What you need to do: Reproduce the publishing-history text below word for word, from "Realizing, as you" down to "the present time?".

Text:
____

There are also extant a great many valuable periodical, magazine and newspaper articles which set forth in some detail accounts of the founders of other nineteenth century publishing houses, which accounts, together with what has appeared in book form, make a rather inchoate but highly valuable mass of data that could and should be compiled and published as soon as a scholarly man of historical habit can be found to edit and prepare it for the press.

Having a knowledge of the facts just stated, you will agree with me when I say that a writer of a paper to be read in thirty or sixty minutes on a subject so broad in its scope and so important as the one assigned me, can’t do more than “rattle ’round” in its field, to quote Starr King’s figure. If he should try to do more, he would be tempting the Fates.

Realizing, as you must, how unsatisfactory the isolated and unrelated fragments of our history are, do you not feel, as do I, that this Association should take early steps to find a thoroughly competent man to prepare for the fraternity of educational publishers a complete history of their business in America from the day when The New England Primer was printed in Boston to the present time?

The attention of people is frequently called to the great march of progress since colonial days in all that helps to make the world a better place in which to live. It is truthfully said that both medicine and surgery have been perfected to such a high degree that the length of human life greatly has been increased; that sanitary science is so well understood, and its principles so generally practiced, that disease germs born in filth no longer exist in such abundance as in the days when, because of the ignorance or indifference of the majority of the population, food, air, and water carried these breeders of disease to their unhappy victims. We are reminded of the electric light, the telegraph, the wireless, the ocean cable, and the telephone; of the leviathan of the ocean—the great and palatial steamship that crosses the Atlantic in five days; of the aeroplane that has demonstrated its ability to fly across seas, oceans, and wide expanses of land, carrying passengers and mail at a speed almost inconceivable; of the transcontinental lines of railroad that transport people in comfort from ocean to ocean in six or seven days; of the splendid specimens of art housed in our great museums; of the beautiful homes, the really elegant school and college buildings, the great business structures planned by architects as skilled as any the world has produced since the days of the Greeks and the Moors; of the sewing machine, the reaper, the steam plow, the powerful motor truck, and the automobile; of the mighty steel bridges that span our wide rivers; and, in view of all this, we are told by the historian and the philosopher that the last century has been the Golden Age of the world, that all this has brought man a little closer to God, and God a little closer to man.

____

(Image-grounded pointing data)

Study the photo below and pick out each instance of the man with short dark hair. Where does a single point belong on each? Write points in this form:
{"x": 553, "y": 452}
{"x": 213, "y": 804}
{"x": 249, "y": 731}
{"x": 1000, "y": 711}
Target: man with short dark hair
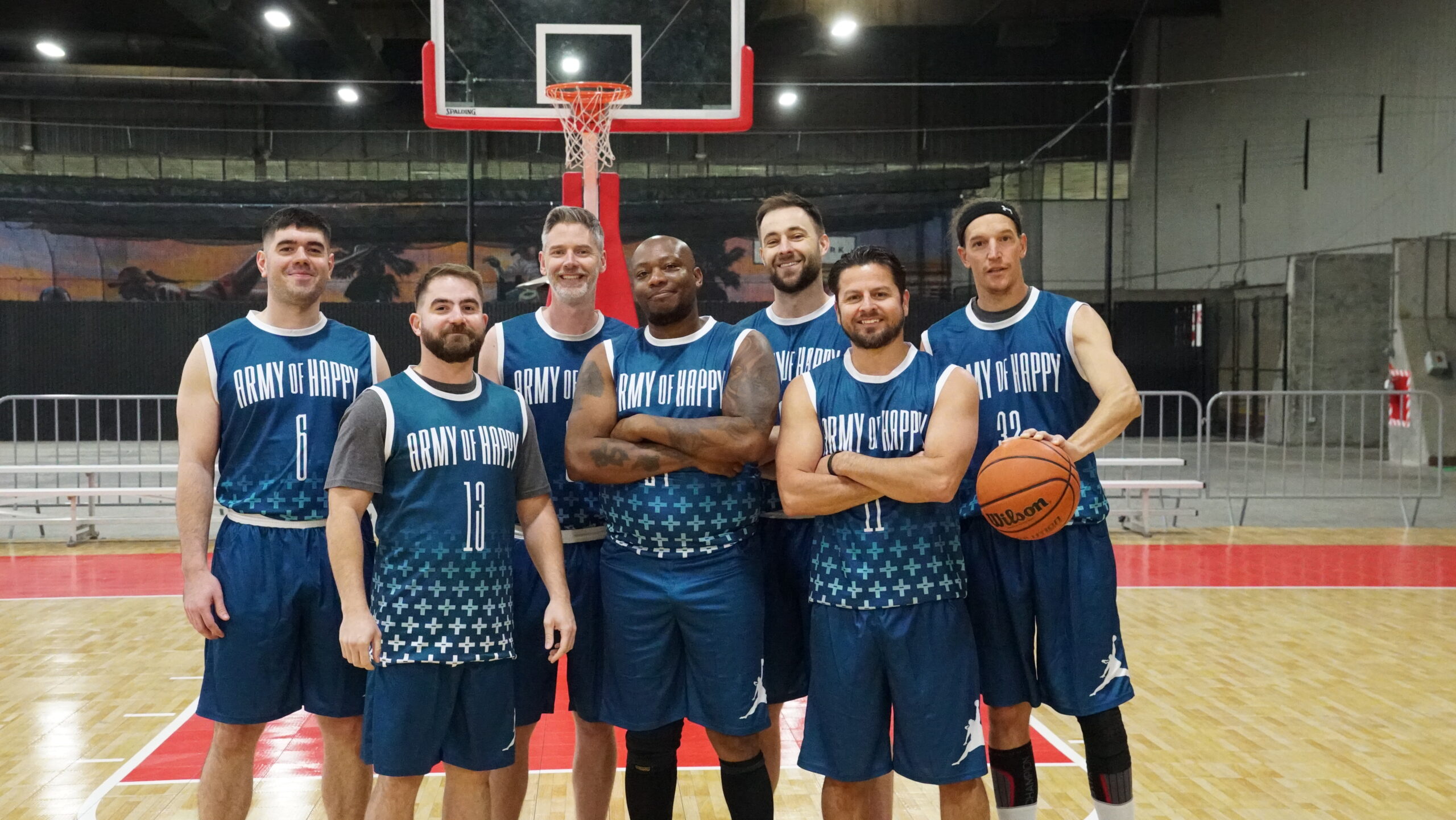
{"x": 875, "y": 445}
{"x": 539, "y": 356}
{"x": 666, "y": 419}
{"x": 261, "y": 398}
{"x": 1046, "y": 611}
{"x": 804, "y": 333}
{"x": 450, "y": 462}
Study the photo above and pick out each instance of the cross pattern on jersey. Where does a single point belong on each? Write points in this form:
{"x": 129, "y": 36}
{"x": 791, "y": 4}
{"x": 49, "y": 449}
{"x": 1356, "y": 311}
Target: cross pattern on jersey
{"x": 441, "y": 586}
{"x": 800, "y": 346}
{"x": 282, "y": 394}
{"x": 884, "y": 553}
{"x": 542, "y": 366}
{"x": 686, "y": 512}
{"x": 1028, "y": 378}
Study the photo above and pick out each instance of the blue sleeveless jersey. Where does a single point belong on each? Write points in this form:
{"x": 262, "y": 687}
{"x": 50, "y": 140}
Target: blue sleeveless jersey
{"x": 886, "y": 553}
{"x": 542, "y": 366}
{"x": 799, "y": 347}
{"x": 686, "y": 512}
{"x": 1028, "y": 379}
{"x": 282, "y": 394}
{"x": 441, "y": 586}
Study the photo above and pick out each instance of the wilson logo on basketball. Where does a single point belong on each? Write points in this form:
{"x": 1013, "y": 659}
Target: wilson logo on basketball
{"x": 1012, "y": 516}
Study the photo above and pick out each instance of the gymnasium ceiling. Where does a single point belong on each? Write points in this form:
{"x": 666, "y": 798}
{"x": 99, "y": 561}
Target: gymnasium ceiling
{"x": 382, "y": 38}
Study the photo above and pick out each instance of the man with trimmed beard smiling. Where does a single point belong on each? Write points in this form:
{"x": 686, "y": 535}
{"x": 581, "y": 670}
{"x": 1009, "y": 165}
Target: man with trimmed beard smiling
{"x": 875, "y": 445}
{"x": 259, "y": 404}
{"x": 539, "y": 356}
{"x": 437, "y": 631}
{"x": 666, "y": 419}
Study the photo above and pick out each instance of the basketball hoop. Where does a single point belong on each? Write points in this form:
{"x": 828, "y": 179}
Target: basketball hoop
{"x": 586, "y": 120}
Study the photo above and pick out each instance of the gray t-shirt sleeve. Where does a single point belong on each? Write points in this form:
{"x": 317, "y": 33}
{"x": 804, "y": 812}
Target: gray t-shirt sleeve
{"x": 359, "y": 452}
{"x": 531, "y": 471}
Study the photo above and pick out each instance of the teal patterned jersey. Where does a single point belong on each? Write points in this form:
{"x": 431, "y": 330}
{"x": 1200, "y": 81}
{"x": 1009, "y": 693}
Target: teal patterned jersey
{"x": 280, "y": 395}
{"x": 800, "y": 346}
{"x": 441, "y": 587}
{"x": 884, "y": 553}
{"x": 1028, "y": 378}
{"x": 686, "y": 512}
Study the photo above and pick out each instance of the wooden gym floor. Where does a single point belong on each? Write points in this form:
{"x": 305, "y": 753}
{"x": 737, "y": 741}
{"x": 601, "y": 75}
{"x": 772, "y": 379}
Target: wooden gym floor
{"x": 1282, "y": 673}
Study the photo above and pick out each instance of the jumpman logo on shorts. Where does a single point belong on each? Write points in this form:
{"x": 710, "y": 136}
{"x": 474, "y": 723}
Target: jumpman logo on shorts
{"x": 760, "y": 695}
{"x": 973, "y": 740}
{"x": 1114, "y": 670}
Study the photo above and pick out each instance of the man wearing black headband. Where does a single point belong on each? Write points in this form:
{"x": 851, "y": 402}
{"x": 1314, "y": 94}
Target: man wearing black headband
{"x": 1044, "y": 611}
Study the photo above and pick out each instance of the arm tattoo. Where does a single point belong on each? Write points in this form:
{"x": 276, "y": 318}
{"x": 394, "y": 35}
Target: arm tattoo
{"x": 753, "y": 383}
{"x": 590, "y": 382}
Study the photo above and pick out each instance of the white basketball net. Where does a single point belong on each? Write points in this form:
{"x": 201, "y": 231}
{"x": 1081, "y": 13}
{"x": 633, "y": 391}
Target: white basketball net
{"x": 586, "y": 121}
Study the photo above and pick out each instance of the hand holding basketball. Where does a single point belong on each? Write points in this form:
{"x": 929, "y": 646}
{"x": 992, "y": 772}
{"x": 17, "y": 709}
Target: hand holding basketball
{"x": 1028, "y": 487}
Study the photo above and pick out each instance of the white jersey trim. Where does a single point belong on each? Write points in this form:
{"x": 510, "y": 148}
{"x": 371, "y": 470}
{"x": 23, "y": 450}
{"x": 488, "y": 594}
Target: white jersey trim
{"x": 573, "y": 536}
{"x": 809, "y": 317}
{"x": 858, "y": 376}
{"x": 425, "y": 387}
{"x": 212, "y": 366}
{"x": 389, "y": 420}
{"x": 276, "y": 523}
{"x": 500, "y": 351}
{"x": 376, "y": 357}
{"x": 255, "y": 317}
{"x": 940, "y": 383}
{"x": 1072, "y": 349}
{"x": 1010, "y": 321}
{"x": 686, "y": 340}
{"x": 596, "y": 328}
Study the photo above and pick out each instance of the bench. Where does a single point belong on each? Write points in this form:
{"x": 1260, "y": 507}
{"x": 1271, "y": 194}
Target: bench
{"x": 82, "y": 528}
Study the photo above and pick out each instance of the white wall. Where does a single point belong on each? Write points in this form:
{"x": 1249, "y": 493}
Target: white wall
{"x": 1187, "y": 142}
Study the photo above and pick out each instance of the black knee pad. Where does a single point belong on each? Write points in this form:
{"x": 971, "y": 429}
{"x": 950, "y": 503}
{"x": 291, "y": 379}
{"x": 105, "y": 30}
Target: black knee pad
{"x": 656, "y": 748}
{"x": 1106, "y": 743}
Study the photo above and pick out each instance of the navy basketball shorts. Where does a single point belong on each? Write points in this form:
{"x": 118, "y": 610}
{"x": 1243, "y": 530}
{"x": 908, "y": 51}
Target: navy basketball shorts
{"x": 419, "y": 714}
{"x": 685, "y": 640}
{"x": 787, "y": 553}
{"x": 280, "y": 647}
{"x": 1046, "y": 618}
{"x": 916, "y": 663}
{"x": 535, "y": 675}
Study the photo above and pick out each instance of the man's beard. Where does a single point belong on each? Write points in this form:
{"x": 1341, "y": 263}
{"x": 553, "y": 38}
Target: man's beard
{"x": 283, "y": 290}
{"x": 809, "y": 274}
{"x": 878, "y": 338}
{"x": 453, "y": 344}
{"x": 670, "y": 315}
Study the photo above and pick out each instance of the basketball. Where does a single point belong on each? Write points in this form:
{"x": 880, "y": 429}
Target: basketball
{"x": 1027, "y": 488}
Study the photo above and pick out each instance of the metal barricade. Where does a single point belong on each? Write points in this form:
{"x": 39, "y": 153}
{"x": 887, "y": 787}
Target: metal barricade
{"x": 1324, "y": 445}
{"x": 41, "y": 436}
{"x": 1155, "y": 466}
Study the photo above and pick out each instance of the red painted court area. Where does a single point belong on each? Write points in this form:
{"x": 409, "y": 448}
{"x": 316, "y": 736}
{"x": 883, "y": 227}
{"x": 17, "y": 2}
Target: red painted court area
{"x": 1138, "y": 566}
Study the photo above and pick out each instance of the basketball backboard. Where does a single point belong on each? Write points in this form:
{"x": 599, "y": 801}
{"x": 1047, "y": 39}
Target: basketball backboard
{"x": 488, "y": 63}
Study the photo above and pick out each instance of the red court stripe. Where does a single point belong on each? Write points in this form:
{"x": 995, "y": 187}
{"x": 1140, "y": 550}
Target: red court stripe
{"x": 1285, "y": 566}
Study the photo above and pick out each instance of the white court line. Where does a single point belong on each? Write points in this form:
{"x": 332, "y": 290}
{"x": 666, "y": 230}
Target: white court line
{"x": 94, "y": 800}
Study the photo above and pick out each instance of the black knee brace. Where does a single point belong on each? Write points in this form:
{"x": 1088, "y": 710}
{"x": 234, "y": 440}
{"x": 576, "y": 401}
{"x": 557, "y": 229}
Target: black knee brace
{"x": 654, "y": 749}
{"x": 1106, "y": 743}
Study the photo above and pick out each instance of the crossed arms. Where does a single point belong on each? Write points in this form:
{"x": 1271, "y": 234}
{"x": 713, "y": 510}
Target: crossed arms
{"x": 807, "y": 488}
{"x": 605, "y": 450}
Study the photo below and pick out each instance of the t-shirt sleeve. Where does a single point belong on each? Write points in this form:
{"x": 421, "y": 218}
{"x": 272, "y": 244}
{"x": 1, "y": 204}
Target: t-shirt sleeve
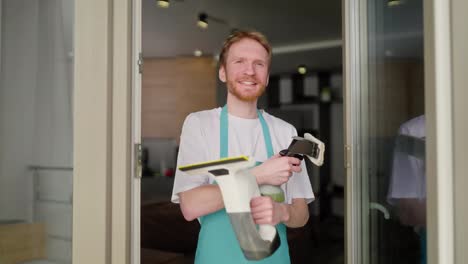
{"x": 406, "y": 176}
{"x": 191, "y": 150}
{"x": 299, "y": 185}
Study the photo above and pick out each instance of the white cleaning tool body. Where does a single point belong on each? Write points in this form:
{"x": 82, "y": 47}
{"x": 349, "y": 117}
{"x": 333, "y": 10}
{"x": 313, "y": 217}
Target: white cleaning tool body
{"x": 238, "y": 186}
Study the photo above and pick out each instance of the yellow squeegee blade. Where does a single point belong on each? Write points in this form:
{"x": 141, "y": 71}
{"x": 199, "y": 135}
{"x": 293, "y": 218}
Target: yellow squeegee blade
{"x": 213, "y": 163}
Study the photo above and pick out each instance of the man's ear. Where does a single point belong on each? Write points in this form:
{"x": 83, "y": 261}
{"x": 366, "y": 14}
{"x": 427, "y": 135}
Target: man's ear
{"x": 222, "y": 73}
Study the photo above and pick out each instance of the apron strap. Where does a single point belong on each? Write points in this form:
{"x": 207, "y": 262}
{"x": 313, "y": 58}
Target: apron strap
{"x": 224, "y": 134}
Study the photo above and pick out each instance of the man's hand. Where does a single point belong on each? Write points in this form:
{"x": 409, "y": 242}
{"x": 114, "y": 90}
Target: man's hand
{"x": 265, "y": 211}
{"x": 276, "y": 170}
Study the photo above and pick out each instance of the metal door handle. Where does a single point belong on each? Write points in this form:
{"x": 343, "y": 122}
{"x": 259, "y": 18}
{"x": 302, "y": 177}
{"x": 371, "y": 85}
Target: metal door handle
{"x": 380, "y": 208}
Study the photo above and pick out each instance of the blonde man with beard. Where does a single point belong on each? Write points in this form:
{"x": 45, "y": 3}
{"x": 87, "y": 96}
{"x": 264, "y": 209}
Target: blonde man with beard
{"x": 239, "y": 128}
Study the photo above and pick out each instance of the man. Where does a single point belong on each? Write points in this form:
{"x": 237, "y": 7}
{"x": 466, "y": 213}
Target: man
{"x": 240, "y": 129}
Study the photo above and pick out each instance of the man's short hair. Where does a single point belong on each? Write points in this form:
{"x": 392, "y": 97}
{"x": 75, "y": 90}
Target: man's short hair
{"x": 237, "y": 36}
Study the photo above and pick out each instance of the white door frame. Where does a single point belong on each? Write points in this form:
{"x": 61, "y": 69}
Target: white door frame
{"x": 445, "y": 41}
{"x": 136, "y": 132}
{"x": 102, "y": 131}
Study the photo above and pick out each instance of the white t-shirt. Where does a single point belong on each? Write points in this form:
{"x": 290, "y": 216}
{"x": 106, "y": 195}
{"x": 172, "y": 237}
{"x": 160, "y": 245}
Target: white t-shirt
{"x": 199, "y": 142}
{"x": 408, "y": 178}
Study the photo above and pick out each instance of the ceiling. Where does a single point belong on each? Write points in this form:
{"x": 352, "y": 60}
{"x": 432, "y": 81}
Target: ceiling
{"x": 300, "y": 31}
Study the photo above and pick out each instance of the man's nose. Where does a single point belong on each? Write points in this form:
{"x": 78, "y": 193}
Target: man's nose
{"x": 249, "y": 69}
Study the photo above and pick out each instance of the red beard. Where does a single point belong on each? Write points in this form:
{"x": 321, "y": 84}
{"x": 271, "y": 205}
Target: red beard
{"x": 243, "y": 94}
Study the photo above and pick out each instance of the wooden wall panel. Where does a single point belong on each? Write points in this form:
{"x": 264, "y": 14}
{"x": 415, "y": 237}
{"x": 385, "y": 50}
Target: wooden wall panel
{"x": 173, "y": 88}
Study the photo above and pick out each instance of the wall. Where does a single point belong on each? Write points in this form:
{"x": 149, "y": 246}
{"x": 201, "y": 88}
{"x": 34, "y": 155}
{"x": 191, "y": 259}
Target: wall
{"x": 173, "y": 88}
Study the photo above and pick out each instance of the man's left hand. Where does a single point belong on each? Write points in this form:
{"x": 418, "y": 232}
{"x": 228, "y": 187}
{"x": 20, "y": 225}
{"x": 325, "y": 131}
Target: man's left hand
{"x": 266, "y": 211}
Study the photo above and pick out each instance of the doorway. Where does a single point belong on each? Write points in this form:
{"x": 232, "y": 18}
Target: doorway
{"x": 180, "y": 62}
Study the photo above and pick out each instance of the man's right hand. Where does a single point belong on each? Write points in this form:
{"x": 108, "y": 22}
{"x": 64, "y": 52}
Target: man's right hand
{"x": 276, "y": 170}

____

Answer section:
Realizing, as you must, how unsatisfactory the isolated and unrelated fragments of our history are, do you not feel, as do I, that this Association should take early steps to find a thoroughly competent man to prepare for the fraternity of educational publishers a complete history of their business in America from the day when The New England Primer was printed in Boston to the present time?